(Extracted records):
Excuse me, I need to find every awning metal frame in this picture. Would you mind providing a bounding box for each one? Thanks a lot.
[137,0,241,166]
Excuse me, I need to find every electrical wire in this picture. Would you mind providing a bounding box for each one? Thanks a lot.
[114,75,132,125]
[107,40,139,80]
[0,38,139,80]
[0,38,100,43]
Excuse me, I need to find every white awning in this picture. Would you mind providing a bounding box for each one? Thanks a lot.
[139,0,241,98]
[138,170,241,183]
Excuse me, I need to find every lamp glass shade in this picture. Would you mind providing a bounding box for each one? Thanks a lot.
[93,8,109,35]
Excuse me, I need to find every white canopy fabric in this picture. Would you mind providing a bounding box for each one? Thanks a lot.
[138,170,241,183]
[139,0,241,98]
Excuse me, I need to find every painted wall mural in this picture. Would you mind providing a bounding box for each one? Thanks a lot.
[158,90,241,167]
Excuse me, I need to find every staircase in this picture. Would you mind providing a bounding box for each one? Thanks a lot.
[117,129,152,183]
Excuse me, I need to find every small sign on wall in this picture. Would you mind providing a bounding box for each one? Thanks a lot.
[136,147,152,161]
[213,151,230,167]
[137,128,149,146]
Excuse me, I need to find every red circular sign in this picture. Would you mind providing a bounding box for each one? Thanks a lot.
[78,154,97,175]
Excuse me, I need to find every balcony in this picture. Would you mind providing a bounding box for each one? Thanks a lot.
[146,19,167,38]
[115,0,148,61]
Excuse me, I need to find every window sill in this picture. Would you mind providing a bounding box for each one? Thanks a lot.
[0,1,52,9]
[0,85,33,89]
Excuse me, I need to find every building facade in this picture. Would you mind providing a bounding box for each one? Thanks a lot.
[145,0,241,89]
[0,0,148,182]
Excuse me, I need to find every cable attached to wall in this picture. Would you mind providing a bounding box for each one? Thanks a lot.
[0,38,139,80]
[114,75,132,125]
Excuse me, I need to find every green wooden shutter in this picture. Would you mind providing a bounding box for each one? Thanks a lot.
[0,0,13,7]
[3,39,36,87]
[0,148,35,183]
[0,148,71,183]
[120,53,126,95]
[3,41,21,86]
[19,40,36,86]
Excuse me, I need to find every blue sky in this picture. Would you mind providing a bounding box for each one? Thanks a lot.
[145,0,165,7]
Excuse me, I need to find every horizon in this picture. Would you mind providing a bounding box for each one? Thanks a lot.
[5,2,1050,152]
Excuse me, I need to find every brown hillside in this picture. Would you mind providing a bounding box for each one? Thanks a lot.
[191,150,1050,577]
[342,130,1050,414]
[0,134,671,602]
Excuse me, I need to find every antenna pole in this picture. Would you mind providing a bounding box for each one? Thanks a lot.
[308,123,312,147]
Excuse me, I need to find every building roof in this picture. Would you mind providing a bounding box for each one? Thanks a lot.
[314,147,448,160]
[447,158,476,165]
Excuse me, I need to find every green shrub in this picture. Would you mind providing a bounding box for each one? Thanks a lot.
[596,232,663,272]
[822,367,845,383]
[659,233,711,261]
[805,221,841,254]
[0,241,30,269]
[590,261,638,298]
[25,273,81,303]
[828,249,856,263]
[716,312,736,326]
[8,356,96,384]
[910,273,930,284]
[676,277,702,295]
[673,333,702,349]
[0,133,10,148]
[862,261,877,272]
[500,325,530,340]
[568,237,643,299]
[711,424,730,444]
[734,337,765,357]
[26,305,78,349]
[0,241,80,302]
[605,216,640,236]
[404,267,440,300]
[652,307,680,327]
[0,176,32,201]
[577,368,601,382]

(Directions for this task):
Beginning with the line in which "Excuse me, I need to find every horizon" appears, set down each line through the last one in the listing, unchanged and with no extras.

(Task solution):
Excuse me, I need to find every horizon in this picture. Would you mind providing a bounding box for each one? Thanks a lot.
[5,2,1050,152]
Excuse me, I need to find every brown hillside in this picture. Would you mind providing a bounding box for each one? Thanks a lot.
[191,150,1050,577]
[342,130,1050,414]
[0,134,671,602]
Excuse me, I need to find every antenna pole in this picture. Would you mind providing a bounding box for each one? Thanks a lot.
[308,123,312,147]
Excuse me, I need to find every building roof in this picture. Would you mind providing a bounding box for each one? Thanks a lot.
[314,147,448,160]
[447,158,476,165]
Excuse me, I need to find every green shrub in this picture. Would you mind providing a bounding box for each one? Thanks a lot.
[596,232,663,272]
[822,367,845,383]
[659,233,711,261]
[805,221,841,254]
[0,241,30,269]
[590,261,638,298]
[25,273,81,303]
[828,249,856,263]
[716,312,736,326]
[8,356,96,384]
[910,273,930,284]
[676,277,702,295]
[673,333,702,349]
[0,133,10,148]
[862,261,877,272]
[500,325,530,340]
[568,237,643,299]
[711,424,730,444]
[734,337,765,357]
[26,305,78,349]
[0,241,80,302]
[605,216,640,236]
[404,267,440,300]
[652,307,680,327]
[0,176,32,201]
[577,368,601,382]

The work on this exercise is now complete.